**Source**

--------------------

Visual dialog agents with pre-trained vision-and-language encoders.

Overview

Learning Better Visual Dialog Agents with Pretrained Visual-Linguistic Representation

Or READ-UP: Referring Expression Agent Dialog with Unified Pretraining.

This repo includes the training/testing code for our paper Learning Better Visual Dialog Agents with Pretrained Visual-Linguistic Representation that has been accepted by CVPR 2021.

Please cite the following paper if you use the code in this repository:

@inproceedings{tu2021learning,
  title={Learning Better Visual Dialog Agents with Pretrained Visual-Linguistic Representation},
  author={Tu, Tao and Ping, Qing and Thattai, Govindarajan and Tur, Gokhan and Natarajan, Prem},
  booktitle={Proceedings of the IEEE/CVF Conference on Computer Vision and Pattern Recognition},
  pages={5622--5631},
  year={2021}
}

Repository Setup

Environment

The following environment is recommended:

Instance storage: > 800 GB
pytorch 1.4.0
cuda 10.0

Set up virtual environment and install pytorch:

$ conda create -n read_up python=3.6
$ conda activate read_up
$ git clone https://github.com/amazon-research/read-up.git

# [IMPORTANT] pytorch 1.4.0 have no issue for parallel training
$ conda install pytorch==1.4.0 torchvision==0.5.0 cudatoolkit=10.0 -c pytorch

Install dependencies:

# Install general dependencies
$ sudo apt-get install build-essential libcap-dev
$ pip install -r requirement.txt

# Install vqa-maskrcnn-benchmark (for feature extraction only)
$ git clone https://gitlab.com/vedanuj/vqa-maskrcnn-benchmark.git
$ cd vqa-maskrcnn-benchmark
$ python setup.py build develop

Install Apex for distributed training

# Apex is used for both `faster-rcnn feature extraction` & `distributed training`
$ git clone https://github.com/NVIDIA/apex
$ cd apex
$ pip install -v --no-cache-dir --global-option="--cpp_ext" --global-option="--cuda_ext" ./

Dataset

Meta-data

Download the GuessWhat?! dataset:

$ wget https://florian-strub.com/guesswhat.train.jsonl.gz -P data/
$ wget https://florian-strub.com//guesswhat.valid.jsonl.gz -P data/
$ wget https://florian-strub.com//guesswhat.test.jsonl.gz -P data/

Prepare dict.json:

  1. Set up repo as instructed in https://github.com/GuessWhatGame/guesswhat
  2. Generate the dict.json file:
$ python src/guesswhat/preprocess_data/create_dictionary.py -data_dir data -dict_file dict.json -min_occ 3
  1. Copy dict.json file to read-up repo:
$ cd read-up
$ mkdir tf-pretrained-model
$ cp guesswhat/data/dict.json read-up/tf-pretrained-model/

Dataset for Oracle models

1. Dataset for baseline Oracle + Faster-RCNN visual features.

--------------------

**Data shown**
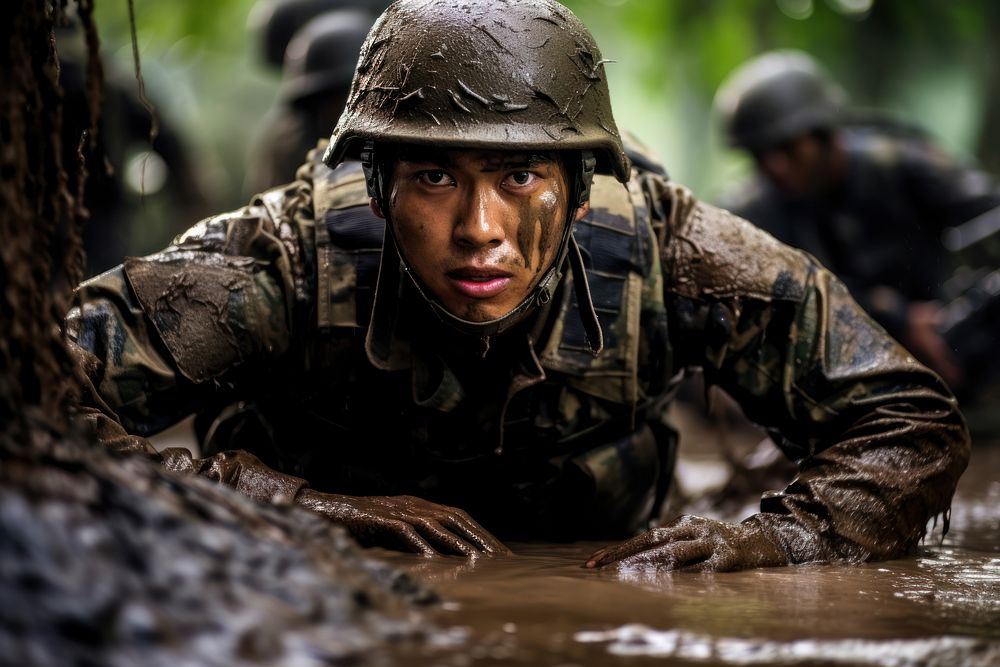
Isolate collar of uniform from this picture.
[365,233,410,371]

--------------------

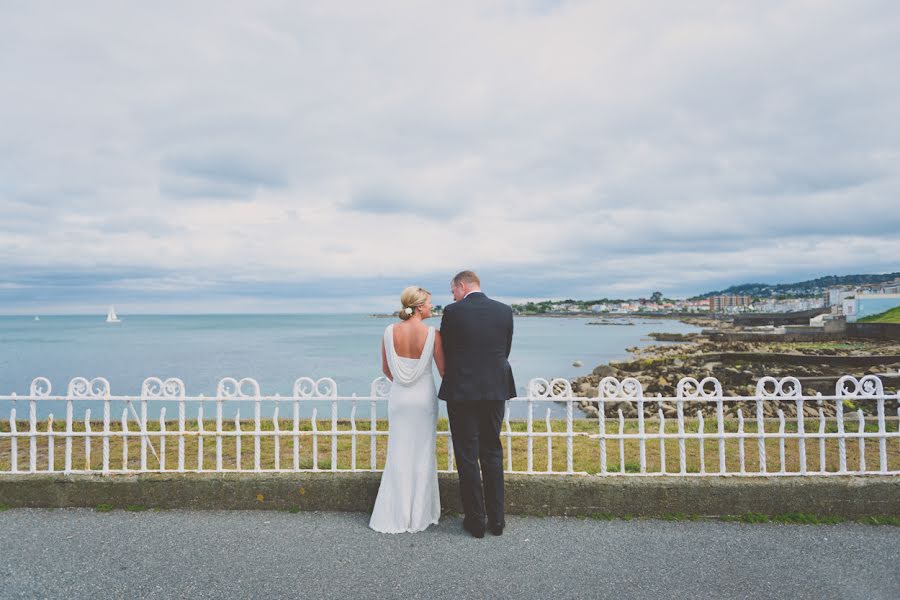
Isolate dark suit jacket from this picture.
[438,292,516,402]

--------------------

**Given instruction 1**
Print the part of the README above the items, starting at "1. Set up repo" and ending at "Faster-RCNN visual features.".
**Given instruction 2**
Summarize the README above the items in two sentences.
**Given instruction 3**
Write the next part of the visual dialog agents README, picking up after its last line.

**Exercise response 1**
1. Set up repo as instructed in https://github.com/GuessWhatGame/guesswhat
  2. Generate the dict.json file:
$ python src/guesswhat/preprocess_data/create_dictionary.py -data_dir data -dict_file dict.json -min_occ 3
  1. Copy dict.json file to read-up repo:
$ cd read-up
$ mkdir tf-pretrained-model
$ cp guesswhat/data/dict.json read-up/tf-pretrained-model/

Dataset for Oracle models

1. Dataset for baseline Oracle + Faster-RCNN visual features.

**Exercise response 2**
The README accompanies the training and testing code for the CVPR 2021 paper "Learning Better Visual Dialog Agents with Pretrained Visual-Linguistic Representation," also called READ-UP. It recommends an environment with more than 800 GB of instance storage, pytorch 1.4.0, and cuda 10.0, and gives commands for installing dependencies and Apex, downloading the GuessWhat?! dataset, and preparing a dict.json file.

**Exercise response 3**
Under vqa-maskrcnn-benchmark/data/, download RCNN model and COCO images:

# download RCNN model
$ wget https://dl.fbaipublicfiles.com/vilbert-multi-task/detectron_model.pth
$ wget https://dl.fbaipublicfiles.com/vilbert-multi-task/detectron_config.yaml

# download COCO data  
$ wget http://images.cocodataset.org/zips/train2014.zip
$ wget http://images.cocodataset.org/zips/val2014.zip
$ wget http://images.cocodataset.org/zips/test2014.zip
$ unzip -j train2014.zip 
$ unzip -j valid2014.zip 
$ unzip -j test2014.zip 

Copy the guesswhat.train/valid/test.jsonl to vqa-maskrcnn-benchmark/data/. Unzip the COCO images into a folder image_dir/COCO_2014/images/, and prepare a npy file for feature extraction later.


$ python bin/prepare_extract_gt_features_gw.py \
    --src vqa-maskrcnn-benchmark/data/guesswhat.train.jsonl \
    --img-dir vqa-maskrcnn-benchmark/image_dir/COCO_2014/images/ \
    --out vqa-maskrcnn-benchmark/image_dir/COCO_2014/npy_files/guesswhat.train.npy

Repeat the same process for val and test. The generated file looks like the following:

{
    {
        'file_name': 'name_of_image_file',
        'file_path': '<path_to_image_file_on_your_disk>',
        'bbox': array([
                        [ x1, y1, width1, height1],
                        [ x2, y2, width2, height2],
                        ...
                    ]),
        'num_box': 2
    },
    ....
}

Extract features from the ground-truth bounding boxes generated before:

$ python bin/extract_features_from_gt.py \
    --model_file vqa-maskrcnn-benchmark/data/detectron_model.pth \
    --config_file vqa-maskrcnn-benchmark/data/detectron_config.yaml \
    --imdb_gt_file vqa-maskrcnn-benchmark/image_dir/COCO_2014/npy_files/guesswhat.train.npy \
    --output_folder data/rcnn/from_gt_gw_xyxy_scale/train

Repeat this process for val and test data.

2. Dataset for our Oracle model.

Download the pretrained VilBERT model (both vanilla and 12-in-1 have similar performance in our experiments).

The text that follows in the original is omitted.